= MATERIAL =
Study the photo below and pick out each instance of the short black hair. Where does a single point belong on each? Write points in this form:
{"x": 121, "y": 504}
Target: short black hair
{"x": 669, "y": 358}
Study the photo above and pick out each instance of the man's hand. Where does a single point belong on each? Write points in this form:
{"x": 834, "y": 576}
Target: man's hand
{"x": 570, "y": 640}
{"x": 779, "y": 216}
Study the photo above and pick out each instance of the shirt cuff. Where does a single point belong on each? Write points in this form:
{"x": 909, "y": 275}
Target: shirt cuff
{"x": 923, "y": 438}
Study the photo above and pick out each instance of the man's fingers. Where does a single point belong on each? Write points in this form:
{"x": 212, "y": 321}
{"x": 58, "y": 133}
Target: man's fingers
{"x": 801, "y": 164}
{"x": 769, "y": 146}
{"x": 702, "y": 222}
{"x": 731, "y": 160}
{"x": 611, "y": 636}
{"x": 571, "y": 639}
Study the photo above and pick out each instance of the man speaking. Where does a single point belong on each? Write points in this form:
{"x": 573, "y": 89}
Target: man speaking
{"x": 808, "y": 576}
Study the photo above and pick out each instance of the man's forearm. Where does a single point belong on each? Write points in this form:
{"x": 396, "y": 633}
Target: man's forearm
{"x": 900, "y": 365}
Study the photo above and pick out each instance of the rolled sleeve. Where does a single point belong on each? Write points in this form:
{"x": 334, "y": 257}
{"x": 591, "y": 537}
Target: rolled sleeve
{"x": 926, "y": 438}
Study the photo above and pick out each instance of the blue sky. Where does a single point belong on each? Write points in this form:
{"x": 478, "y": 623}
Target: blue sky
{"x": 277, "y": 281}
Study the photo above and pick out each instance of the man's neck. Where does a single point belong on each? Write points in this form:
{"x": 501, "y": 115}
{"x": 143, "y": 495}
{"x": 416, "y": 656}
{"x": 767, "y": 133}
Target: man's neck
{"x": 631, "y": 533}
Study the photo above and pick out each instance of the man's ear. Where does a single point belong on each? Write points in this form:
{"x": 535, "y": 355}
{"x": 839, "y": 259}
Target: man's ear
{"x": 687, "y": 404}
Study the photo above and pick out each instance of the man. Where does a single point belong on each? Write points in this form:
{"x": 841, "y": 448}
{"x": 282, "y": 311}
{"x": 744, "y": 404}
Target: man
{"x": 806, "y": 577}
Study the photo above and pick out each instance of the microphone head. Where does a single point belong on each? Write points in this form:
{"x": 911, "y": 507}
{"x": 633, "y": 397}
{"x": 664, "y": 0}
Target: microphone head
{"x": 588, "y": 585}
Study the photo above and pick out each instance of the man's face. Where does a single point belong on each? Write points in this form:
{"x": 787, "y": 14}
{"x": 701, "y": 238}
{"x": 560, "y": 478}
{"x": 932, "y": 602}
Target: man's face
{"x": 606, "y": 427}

= INSTRUCTIONS TO FOLLOW =
Copy out all of the records above, replacing each "pick out" with "locate" and changing nothing else.

= WRITTEN REPLY =
Study the photo below and locate each instance of the short black hair. Where does a single point belong on each? Write points in this form:
{"x": 121, "y": 504}
Target: short black hair
{"x": 669, "y": 358}
Study the photo above and locate each instance of the man's hand. Where does a single point belong on each? Write points in this form:
{"x": 834, "y": 576}
Target: man's hand
{"x": 570, "y": 640}
{"x": 779, "y": 216}
Study the photo above and locate each instance of the shirt cuff. Where does a single point belong on each? Write points in this form:
{"x": 909, "y": 275}
Target: shirt cuff
{"x": 923, "y": 438}
Study the photo above and locate each instance of the man's fingers. Where does a single point belong on each? Write points in this form:
{"x": 212, "y": 321}
{"x": 58, "y": 133}
Target: man's fingers
{"x": 801, "y": 164}
{"x": 769, "y": 146}
{"x": 702, "y": 222}
{"x": 731, "y": 160}
{"x": 611, "y": 636}
{"x": 571, "y": 639}
Study the photo above and locate each instance of the man speaking. Where does a single point belong on each? Write points in this form:
{"x": 573, "y": 89}
Target: man speaking
{"x": 808, "y": 576}
Study the photo above and locate each instance of the man's forearm. Where does a single point belong on each? Write points in this form:
{"x": 396, "y": 633}
Target: man's forearm
{"x": 900, "y": 365}
Study the photo above and locate each instance of the rolled sleeve. Where does a single point belong on each? Write points in this form:
{"x": 334, "y": 257}
{"x": 591, "y": 537}
Target: rolled sleeve
{"x": 926, "y": 438}
Study the photo above and locate each instance of the blue sky. Where does a single point belong on each? Write points in this form:
{"x": 478, "y": 623}
Target: blue sky
{"x": 277, "y": 281}
Study the photo above and locate each instance of the man's neck. Where does a single point belong on each? Write points in this form:
{"x": 501, "y": 115}
{"x": 143, "y": 495}
{"x": 416, "y": 656}
{"x": 767, "y": 133}
Target: man's neck
{"x": 631, "y": 533}
Study the photo above and locate each instance of the man's ear. Where does a single point belong on each? Write points in this form:
{"x": 535, "y": 355}
{"x": 839, "y": 259}
Target: man's ear
{"x": 687, "y": 404}
Study the photo above and locate each instance of the man. Where does a single point belong on each? Write points in this form:
{"x": 841, "y": 448}
{"x": 282, "y": 311}
{"x": 744, "y": 404}
Target: man
{"x": 806, "y": 577}
Study the photo above and locate each instance of the microphone head. Where does a single point belong on each? Write points in this form:
{"x": 911, "y": 507}
{"x": 633, "y": 397}
{"x": 664, "y": 0}
Target: microphone head
{"x": 588, "y": 585}
Study the photo above and locate each instance of the man's face. Where does a single point belong on each? Write points in this form:
{"x": 787, "y": 14}
{"x": 701, "y": 238}
{"x": 560, "y": 478}
{"x": 932, "y": 602}
Target: man's face
{"x": 606, "y": 427}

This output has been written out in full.